• Exercise description: Give the lines again word for word, beginning with the one containing "Provide the location of each instance of the leather" and ending with the last line of the material below.

• Data for this task:
+===+

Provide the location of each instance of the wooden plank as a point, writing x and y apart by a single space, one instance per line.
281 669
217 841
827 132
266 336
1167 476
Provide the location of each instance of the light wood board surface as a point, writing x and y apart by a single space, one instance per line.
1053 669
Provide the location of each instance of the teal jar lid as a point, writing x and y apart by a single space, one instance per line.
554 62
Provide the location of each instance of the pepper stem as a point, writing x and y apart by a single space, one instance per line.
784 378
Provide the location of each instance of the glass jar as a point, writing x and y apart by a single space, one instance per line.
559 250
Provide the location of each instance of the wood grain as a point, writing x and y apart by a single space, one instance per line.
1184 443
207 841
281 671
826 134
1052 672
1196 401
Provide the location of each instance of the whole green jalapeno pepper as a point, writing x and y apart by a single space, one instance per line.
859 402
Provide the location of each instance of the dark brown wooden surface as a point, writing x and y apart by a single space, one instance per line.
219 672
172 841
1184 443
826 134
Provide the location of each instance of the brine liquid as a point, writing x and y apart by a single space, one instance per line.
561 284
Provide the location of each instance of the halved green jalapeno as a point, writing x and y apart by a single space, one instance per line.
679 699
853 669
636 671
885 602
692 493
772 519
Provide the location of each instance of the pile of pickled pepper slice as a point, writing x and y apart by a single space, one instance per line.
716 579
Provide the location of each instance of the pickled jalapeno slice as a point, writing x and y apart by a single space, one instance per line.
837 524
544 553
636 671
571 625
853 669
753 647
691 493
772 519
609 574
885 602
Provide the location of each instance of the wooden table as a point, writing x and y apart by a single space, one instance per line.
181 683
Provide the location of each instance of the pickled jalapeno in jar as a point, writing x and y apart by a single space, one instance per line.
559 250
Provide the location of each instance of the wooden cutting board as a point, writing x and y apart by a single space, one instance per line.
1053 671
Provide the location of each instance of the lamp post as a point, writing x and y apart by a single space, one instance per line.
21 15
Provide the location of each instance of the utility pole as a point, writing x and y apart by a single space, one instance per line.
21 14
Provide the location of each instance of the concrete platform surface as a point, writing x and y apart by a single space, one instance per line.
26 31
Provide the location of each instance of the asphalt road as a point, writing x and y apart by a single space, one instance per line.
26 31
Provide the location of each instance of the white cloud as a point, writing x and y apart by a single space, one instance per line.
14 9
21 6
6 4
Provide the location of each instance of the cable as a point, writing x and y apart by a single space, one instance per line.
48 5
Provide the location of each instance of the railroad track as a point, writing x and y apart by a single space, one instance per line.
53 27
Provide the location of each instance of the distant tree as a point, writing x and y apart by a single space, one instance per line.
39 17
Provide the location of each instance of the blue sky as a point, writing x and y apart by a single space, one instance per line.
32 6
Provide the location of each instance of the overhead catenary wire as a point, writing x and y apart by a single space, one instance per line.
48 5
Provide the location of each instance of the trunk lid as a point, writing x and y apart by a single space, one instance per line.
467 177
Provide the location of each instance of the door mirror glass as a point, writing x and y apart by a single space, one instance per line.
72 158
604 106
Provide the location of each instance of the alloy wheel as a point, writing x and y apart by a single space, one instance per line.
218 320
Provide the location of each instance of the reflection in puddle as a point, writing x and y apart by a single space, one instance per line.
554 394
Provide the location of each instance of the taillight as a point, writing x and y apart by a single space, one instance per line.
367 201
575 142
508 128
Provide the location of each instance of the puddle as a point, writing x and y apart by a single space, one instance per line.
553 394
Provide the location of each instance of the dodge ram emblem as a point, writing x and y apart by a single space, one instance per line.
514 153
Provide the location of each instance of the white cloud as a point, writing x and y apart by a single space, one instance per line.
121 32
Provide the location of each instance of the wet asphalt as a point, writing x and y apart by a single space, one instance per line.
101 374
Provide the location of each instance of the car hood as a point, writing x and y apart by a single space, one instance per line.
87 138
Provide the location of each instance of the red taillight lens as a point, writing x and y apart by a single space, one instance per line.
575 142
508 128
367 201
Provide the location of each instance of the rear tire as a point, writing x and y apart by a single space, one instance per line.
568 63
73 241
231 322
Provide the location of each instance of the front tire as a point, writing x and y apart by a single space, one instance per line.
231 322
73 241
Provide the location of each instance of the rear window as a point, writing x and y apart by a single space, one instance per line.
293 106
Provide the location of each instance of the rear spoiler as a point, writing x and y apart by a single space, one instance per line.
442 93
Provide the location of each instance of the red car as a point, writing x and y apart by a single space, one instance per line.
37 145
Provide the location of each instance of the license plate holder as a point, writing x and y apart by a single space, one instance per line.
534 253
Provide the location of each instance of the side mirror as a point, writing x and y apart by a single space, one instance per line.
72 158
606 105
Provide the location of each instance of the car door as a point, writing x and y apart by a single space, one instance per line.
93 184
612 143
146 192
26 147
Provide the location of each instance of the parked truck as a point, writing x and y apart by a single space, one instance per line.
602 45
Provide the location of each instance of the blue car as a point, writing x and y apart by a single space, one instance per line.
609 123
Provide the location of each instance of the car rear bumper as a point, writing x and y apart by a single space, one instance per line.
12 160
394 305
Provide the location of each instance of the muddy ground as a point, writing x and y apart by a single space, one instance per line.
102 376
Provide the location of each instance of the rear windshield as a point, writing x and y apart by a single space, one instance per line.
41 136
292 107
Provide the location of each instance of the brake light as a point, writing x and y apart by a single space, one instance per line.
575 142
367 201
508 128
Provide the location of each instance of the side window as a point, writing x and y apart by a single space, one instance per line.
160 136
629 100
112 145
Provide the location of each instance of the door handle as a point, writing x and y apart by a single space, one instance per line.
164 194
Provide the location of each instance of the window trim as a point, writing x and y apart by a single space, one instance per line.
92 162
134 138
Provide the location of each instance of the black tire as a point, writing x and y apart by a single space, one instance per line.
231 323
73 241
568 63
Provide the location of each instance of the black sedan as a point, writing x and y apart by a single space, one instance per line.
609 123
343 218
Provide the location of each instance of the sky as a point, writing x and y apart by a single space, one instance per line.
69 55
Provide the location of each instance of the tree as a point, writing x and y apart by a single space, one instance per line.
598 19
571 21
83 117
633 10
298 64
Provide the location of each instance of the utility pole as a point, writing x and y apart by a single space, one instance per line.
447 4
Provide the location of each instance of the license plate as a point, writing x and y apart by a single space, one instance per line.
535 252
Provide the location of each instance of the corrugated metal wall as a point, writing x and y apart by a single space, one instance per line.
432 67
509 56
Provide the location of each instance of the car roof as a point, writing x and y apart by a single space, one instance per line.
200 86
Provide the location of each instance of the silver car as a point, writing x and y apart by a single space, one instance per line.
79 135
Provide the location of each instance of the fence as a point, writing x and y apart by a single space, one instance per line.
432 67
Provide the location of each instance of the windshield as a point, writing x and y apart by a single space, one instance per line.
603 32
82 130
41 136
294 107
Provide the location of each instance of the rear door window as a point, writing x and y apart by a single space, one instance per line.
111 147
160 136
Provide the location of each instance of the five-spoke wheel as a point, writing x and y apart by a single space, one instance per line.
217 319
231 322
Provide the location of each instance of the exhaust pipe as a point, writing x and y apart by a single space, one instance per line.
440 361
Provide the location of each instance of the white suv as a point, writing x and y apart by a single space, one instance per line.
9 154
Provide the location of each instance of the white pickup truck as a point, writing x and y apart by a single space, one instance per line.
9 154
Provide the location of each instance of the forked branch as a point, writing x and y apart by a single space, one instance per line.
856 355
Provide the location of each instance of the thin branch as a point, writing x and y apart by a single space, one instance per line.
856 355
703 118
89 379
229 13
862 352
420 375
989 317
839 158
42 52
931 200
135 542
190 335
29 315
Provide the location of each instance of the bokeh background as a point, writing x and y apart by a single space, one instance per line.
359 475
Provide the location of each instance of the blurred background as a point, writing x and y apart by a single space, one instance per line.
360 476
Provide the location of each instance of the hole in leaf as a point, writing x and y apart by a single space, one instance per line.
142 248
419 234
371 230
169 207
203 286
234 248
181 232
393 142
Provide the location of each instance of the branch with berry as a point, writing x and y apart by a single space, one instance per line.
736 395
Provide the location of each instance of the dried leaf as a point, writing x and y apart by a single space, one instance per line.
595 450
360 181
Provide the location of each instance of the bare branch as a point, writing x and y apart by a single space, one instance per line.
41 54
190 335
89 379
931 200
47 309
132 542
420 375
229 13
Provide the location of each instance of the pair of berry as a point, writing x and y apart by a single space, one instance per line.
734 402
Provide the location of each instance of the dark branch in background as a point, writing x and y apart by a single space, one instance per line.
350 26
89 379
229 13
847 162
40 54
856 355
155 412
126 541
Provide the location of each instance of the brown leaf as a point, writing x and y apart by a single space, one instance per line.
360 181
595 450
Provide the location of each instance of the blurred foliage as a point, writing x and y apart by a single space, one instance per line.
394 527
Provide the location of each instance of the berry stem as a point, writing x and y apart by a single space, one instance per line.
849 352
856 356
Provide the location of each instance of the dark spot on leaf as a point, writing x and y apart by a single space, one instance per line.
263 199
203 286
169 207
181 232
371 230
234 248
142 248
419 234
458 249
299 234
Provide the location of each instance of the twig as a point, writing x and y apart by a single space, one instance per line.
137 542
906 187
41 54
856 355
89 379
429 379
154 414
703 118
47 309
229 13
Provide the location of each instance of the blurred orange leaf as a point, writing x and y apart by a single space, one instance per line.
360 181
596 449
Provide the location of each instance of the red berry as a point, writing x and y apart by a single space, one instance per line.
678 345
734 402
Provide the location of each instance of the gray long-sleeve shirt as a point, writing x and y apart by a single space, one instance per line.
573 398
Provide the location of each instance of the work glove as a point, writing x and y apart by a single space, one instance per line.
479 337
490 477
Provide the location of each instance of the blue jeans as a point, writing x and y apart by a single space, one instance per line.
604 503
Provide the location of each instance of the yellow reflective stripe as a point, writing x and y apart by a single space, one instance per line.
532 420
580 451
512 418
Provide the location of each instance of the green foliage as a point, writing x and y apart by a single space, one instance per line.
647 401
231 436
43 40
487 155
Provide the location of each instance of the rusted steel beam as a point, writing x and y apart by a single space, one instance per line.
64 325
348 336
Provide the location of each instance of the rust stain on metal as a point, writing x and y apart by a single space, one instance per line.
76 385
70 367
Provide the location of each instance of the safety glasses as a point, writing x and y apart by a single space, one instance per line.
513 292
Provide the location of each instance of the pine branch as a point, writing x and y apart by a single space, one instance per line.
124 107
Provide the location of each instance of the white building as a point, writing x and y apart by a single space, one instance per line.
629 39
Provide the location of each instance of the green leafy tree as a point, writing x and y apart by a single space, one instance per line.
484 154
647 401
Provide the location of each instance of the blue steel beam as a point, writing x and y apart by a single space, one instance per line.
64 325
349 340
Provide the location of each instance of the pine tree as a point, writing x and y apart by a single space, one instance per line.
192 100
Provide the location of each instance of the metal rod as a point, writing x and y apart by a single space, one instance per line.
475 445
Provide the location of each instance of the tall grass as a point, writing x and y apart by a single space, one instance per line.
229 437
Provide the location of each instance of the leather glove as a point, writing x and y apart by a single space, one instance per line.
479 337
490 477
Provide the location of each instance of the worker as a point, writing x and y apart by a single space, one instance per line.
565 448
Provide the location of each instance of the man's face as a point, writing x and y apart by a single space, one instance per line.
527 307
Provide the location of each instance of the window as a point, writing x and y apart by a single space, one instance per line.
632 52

+===+

• Answer:
Provide the location of each instance of the leather glove as a point, writing x and y apart by a single space, one instance per line.
479 337
490 477
Provide the location of each instance of the worker as a point, writing x and y apart by a single space, one instance per line.
565 448
Provide the location of each instance of the man's face as a point, writing x and y apart by a single space, one instance per line.
527 307
Provide the location of each instance of the window as a point, writing x and y apart by a single space, one instance per line.
632 52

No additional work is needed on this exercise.